» What you should do
Rewrite every one of the records below, replacing "Indicate" with "Mark" wherever it occurs and leaving everything else unchanged.

» Given data
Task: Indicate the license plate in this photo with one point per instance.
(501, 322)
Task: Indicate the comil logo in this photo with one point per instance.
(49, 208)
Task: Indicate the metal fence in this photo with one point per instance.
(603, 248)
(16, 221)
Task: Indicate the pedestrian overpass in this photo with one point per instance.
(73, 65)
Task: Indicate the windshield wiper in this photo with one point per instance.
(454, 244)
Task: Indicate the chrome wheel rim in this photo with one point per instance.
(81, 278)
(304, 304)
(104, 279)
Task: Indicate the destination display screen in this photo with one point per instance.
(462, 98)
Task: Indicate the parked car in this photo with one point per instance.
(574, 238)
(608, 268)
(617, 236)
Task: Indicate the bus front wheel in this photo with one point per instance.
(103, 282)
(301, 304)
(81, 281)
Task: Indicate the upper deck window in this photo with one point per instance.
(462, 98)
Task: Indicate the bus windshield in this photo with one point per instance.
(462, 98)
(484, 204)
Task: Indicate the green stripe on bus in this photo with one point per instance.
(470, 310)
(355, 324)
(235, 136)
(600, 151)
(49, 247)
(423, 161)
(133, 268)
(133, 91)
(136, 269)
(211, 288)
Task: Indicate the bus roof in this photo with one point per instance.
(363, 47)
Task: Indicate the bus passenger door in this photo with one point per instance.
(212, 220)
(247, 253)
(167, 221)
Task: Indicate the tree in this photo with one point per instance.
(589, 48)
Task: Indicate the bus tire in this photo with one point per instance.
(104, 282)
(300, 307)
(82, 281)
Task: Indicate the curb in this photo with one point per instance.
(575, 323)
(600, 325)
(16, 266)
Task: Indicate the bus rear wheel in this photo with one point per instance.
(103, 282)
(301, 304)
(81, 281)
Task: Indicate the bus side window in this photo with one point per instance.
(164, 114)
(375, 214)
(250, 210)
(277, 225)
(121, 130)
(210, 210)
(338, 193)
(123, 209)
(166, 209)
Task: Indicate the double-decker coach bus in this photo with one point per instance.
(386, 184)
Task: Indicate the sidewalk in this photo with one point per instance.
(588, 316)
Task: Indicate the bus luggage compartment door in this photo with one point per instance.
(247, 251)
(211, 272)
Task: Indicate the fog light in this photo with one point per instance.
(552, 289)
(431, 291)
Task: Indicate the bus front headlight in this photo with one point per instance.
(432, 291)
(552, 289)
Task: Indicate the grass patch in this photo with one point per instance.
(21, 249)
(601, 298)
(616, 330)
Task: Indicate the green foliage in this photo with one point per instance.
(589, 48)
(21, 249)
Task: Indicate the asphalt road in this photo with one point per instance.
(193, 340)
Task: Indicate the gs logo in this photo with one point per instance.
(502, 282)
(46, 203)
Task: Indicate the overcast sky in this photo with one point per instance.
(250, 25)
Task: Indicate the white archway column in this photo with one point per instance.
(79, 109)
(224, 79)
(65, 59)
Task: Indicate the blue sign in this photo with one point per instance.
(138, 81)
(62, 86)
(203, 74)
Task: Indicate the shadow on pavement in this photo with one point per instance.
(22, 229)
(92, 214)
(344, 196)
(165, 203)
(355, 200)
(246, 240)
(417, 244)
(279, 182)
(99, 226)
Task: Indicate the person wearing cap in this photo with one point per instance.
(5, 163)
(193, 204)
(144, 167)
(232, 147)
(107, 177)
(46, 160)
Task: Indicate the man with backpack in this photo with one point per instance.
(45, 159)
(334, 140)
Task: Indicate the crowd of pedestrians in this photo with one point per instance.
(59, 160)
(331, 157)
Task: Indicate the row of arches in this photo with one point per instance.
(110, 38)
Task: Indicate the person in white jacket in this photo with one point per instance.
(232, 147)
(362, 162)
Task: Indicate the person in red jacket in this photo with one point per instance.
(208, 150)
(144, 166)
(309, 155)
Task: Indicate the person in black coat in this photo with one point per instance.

» Worked solution
Task: Mark the license plate in this photo with one point per instance.
(501, 322)
Task: Mark the comil logo in this photo with one point per instance.
(49, 208)
Task: Mark the metal fence in this photo with one point per instance.
(603, 248)
(16, 221)
Task: Mark the pedestrian overpass in this photo with one point per instance.
(73, 65)
Task: Mark the windshield wiper in this photo with one point per instance.
(454, 244)
Task: Mark the chrome wheel rim in this photo with one point per instance.
(81, 278)
(304, 304)
(104, 279)
Task: Mark the destination display screen in this photo with one point per instance.
(462, 98)
Task: Mark the parked car in this photo with one point per instance.
(574, 238)
(608, 268)
(617, 236)
Task: Mark the bus front wheel in this photo with one point per instance.
(103, 282)
(301, 304)
(81, 281)
Task: Mark the upper deck window in this photo with one point per instance.
(462, 98)
Task: Mark the bus windshield in this photo with one point per instance.
(462, 98)
(484, 204)
Task: Mark the green stripe on bus in this photo with one point per instance.
(470, 310)
(355, 324)
(235, 136)
(600, 151)
(49, 247)
(423, 161)
(133, 268)
(133, 91)
(136, 269)
(211, 288)
Task: Mark the bus roof in this photo with one point per instance.
(363, 47)
Task: Mark the bus passenger door in this photo with one point per instance.
(212, 220)
(247, 253)
(167, 221)
Task: Mark the tree in this photo with one point per instance.
(589, 48)
Task: Mark the bus tire in this photo with one point per instance.
(104, 282)
(300, 307)
(82, 281)
Task: Mark the curb in this photo with one point per instance.
(575, 323)
(600, 325)
(16, 266)
Task: Mark the bus rear wheel in this photo with one point per instance.
(103, 282)
(301, 304)
(81, 281)
Task: Mark the bus side window in this photo with one point per instance.
(164, 114)
(375, 214)
(250, 210)
(277, 225)
(121, 130)
(210, 210)
(338, 193)
(123, 209)
(166, 209)
Task: Mark the double-decker coach bus in this photo with one point per instance.
(386, 184)
Task: Mark the sidewalk in this photo with one point per instance.
(588, 316)
Task: Mark the bus luggage compartment door in this photo with one point per instance.
(247, 251)
(211, 272)
Task: Mark the fog light in this photo with one point per instance.
(552, 289)
(431, 291)
Task: Mark the bus front headlight in this photo with one point per instance.
(432, 291)
(552, 289)
Task: Mark the grass patch in this photo with one point per instance.
(21, 249)
(601, 298)
(616, 330)
Task: Mark the green foliage in this photo with one point per instance.
(589, 48)
(21, 249)
Task: Mark the asphalt road in this photo with one point per instance.
(193, 340)
Task: Mark the gs logo in this photo with one point per instance.
(502, 282)
(46, 203)
Task: Mark the overcast sky in this photo with one point per instance.
(250, 25)
Task: Mark the white archway column in this photo with one point per instance.
(79, 109)
(224, 79)
(65, 59)
Task: Mark the blue sign in this photo with one point per instance.
(138, 81)
(62, 86)
(203, 74)
Task: Mark the shadow on pavement in this photo with one point per instance.
(22, 229)
(92, 214)
(344, 196)
(165, 203)
(355, 200)
(246, 240)
(417, 244)
(279, 182)
(99, 226)
Task: Mark the person wearing cap in this photo with one point per instance.
(5, 163)
(193, 204)
(144, 167)
(232, 147)
(107, 177)
(46, 160)
Task: Mark the man with backpack in this photo with one point per instance.
(45, 159)
(334, 140)
Task: Mark the crowd of pedestrians in this photo with one point per instance.
(59, 160)
(331, 157)
Task: Mark the row of arches in this photo with one point per instance.
(110, 38)
Task: Mark the person in white jacket in this photo with one point per instance.
(232, 147)
(362, 162)
Task: Mark the person in red jacket in this photo with one point per instance.
(208, 150)
(144, 166)
(309, 155)
Task: Mark the person in black coat in this photo with one point per instance.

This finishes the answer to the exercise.